__Task__
From the line containing "the green center" down to the last line of the material, return those lines verbatim and only those.

__Given entries__
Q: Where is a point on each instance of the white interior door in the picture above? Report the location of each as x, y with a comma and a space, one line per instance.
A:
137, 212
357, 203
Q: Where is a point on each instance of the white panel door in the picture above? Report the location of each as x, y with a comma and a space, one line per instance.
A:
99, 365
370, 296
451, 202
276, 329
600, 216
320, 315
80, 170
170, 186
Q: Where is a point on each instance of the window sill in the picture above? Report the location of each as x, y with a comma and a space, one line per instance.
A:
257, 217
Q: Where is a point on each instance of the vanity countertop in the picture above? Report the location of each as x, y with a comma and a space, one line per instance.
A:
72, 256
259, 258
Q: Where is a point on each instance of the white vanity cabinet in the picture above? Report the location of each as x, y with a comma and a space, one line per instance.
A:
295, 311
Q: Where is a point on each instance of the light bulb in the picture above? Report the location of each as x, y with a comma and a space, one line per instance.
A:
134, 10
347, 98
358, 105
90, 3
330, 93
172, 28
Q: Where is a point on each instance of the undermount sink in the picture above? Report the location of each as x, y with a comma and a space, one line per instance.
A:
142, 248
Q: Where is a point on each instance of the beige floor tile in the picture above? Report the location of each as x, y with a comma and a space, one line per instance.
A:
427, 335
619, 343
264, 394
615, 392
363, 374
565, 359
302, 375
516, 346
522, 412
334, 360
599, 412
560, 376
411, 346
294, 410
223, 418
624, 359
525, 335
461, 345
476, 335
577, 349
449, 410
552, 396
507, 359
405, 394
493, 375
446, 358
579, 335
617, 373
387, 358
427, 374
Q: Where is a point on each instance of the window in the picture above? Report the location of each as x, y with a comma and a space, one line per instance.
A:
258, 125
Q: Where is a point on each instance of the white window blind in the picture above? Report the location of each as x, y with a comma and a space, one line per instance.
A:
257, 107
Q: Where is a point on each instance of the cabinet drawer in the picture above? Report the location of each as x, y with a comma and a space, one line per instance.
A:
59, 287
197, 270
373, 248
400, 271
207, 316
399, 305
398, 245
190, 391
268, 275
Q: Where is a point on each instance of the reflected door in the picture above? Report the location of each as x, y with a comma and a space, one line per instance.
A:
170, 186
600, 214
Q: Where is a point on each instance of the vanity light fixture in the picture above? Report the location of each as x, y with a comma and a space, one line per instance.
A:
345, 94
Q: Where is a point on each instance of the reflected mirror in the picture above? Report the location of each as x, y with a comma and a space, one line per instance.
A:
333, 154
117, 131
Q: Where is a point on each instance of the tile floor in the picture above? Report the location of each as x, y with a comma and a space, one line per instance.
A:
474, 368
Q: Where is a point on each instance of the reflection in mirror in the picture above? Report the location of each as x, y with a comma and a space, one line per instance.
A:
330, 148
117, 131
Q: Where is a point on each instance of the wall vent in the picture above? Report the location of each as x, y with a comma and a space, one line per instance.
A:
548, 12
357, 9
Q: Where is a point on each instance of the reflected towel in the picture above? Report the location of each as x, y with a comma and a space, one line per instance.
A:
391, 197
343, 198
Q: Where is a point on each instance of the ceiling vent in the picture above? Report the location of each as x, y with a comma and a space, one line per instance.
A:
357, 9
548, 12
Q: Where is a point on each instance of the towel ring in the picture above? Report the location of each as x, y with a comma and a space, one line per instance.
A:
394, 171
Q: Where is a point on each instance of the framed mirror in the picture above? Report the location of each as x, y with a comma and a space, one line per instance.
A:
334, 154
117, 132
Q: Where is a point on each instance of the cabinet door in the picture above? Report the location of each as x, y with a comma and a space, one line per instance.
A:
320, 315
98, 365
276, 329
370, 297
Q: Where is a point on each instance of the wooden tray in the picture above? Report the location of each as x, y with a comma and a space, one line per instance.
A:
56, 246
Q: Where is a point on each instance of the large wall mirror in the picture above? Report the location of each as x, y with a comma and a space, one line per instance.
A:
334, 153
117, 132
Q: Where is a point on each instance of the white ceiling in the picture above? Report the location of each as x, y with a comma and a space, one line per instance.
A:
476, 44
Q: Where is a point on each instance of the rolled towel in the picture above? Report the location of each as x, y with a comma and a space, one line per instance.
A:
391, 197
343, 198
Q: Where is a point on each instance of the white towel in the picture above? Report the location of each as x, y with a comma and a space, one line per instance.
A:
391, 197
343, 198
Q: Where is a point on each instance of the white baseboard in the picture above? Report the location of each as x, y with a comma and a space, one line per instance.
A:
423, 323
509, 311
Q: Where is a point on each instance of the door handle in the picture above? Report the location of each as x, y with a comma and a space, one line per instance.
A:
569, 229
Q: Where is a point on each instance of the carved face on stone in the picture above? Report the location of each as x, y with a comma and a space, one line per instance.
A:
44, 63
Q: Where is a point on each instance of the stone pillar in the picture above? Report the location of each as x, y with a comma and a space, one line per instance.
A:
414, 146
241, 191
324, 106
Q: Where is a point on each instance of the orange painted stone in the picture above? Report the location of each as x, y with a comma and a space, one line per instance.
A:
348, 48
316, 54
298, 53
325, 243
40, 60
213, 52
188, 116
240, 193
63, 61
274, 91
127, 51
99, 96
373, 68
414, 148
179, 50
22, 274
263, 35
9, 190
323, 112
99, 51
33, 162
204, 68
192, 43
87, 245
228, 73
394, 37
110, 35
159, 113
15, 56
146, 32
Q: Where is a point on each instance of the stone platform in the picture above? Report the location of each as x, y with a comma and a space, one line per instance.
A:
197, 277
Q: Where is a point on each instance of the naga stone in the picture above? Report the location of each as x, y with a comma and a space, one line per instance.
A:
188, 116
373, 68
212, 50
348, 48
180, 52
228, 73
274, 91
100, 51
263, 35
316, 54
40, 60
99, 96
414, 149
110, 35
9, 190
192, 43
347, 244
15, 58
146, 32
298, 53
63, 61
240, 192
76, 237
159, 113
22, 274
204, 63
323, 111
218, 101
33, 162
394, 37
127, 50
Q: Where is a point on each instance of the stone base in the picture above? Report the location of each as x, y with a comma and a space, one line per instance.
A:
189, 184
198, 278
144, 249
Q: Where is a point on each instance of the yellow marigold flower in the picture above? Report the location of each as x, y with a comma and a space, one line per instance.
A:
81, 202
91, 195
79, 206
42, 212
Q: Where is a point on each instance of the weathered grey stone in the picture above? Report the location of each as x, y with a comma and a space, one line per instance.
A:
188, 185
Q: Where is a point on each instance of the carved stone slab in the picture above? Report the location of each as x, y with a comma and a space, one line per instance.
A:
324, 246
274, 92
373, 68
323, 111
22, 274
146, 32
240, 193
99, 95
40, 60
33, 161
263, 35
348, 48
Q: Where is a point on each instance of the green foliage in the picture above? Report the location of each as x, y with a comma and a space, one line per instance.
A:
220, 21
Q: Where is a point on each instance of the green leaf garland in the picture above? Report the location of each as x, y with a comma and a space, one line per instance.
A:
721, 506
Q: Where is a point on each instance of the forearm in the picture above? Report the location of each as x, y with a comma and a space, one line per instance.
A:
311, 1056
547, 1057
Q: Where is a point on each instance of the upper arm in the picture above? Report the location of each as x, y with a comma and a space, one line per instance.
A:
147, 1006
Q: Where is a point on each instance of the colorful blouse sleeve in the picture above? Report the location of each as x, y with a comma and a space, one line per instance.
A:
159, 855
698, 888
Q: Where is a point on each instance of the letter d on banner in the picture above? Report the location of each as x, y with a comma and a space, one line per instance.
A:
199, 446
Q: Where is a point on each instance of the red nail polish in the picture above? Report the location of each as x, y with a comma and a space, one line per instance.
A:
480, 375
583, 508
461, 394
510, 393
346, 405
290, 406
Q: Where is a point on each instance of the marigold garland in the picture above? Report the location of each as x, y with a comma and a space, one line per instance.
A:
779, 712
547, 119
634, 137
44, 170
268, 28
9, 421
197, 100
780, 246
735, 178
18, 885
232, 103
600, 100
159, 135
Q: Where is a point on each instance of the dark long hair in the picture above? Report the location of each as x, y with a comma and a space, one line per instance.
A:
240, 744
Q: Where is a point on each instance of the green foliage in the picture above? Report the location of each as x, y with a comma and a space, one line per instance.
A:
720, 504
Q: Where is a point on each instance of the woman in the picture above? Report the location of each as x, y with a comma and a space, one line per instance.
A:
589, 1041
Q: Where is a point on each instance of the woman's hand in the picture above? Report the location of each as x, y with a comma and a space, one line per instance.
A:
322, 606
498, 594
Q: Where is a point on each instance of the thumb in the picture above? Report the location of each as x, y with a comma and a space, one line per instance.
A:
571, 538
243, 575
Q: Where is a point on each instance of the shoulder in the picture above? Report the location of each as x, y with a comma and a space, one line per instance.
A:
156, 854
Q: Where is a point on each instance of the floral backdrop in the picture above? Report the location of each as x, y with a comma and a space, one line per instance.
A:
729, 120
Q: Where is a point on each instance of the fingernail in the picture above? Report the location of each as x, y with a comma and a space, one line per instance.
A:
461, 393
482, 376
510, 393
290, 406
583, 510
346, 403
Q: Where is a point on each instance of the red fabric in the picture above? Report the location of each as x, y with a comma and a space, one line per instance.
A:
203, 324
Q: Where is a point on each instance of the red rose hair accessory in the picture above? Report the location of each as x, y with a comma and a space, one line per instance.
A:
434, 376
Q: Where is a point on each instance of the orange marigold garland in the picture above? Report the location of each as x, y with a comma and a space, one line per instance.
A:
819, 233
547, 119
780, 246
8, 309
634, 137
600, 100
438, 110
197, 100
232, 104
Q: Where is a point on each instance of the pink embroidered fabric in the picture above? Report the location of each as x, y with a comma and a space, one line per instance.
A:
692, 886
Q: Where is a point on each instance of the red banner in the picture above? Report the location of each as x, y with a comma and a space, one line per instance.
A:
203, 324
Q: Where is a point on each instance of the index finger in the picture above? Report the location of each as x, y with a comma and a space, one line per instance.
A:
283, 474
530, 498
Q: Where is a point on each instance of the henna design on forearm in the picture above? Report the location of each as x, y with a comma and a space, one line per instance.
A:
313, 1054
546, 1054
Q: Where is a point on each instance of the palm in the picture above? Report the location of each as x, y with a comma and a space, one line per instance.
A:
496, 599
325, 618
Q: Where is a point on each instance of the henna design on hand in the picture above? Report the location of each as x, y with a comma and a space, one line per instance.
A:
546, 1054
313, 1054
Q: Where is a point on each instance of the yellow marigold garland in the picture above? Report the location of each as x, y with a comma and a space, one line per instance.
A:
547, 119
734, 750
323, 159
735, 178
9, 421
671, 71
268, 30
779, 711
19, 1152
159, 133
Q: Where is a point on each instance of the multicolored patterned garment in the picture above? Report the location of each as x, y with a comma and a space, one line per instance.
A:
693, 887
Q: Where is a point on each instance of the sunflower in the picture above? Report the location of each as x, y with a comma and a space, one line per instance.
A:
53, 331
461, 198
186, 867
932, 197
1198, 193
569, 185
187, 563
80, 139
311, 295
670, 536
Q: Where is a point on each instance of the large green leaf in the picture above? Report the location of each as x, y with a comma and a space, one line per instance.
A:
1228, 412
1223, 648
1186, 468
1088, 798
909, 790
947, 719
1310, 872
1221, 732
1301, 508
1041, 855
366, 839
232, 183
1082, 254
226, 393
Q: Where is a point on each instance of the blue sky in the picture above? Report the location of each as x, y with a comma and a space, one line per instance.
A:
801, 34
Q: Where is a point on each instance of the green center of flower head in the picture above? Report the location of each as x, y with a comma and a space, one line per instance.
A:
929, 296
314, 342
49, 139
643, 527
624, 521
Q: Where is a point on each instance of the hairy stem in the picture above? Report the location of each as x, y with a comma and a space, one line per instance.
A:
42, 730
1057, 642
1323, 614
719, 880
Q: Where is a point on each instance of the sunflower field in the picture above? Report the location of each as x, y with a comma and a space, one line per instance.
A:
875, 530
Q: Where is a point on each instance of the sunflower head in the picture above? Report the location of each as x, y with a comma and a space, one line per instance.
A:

__Full output__
Q: Where is a point on each instance of the green center of flower head in the picture above? Report the location of each as x, y with a comma and a space, one line per instance.
A:
929, 296
314, 342
49, 139
643, 527
624, 521
Q: Where is a point on each instance of the hairy stem in the picture above? Report the location of each as x, y with a comma and a space, one line per instance.
A:
42, 730
1057, 642
1323, 614
719, 880
Q: Where is a point on each instance of the sunflower field in the picture above? Report the location of each as x, y with a comma and a space, one line per instance.
A:
875, 530
Q: Where is a point on each instance of the sunflower head in the picture above? Report the location of each as x, y with a comma and a space, one line per instance.
A:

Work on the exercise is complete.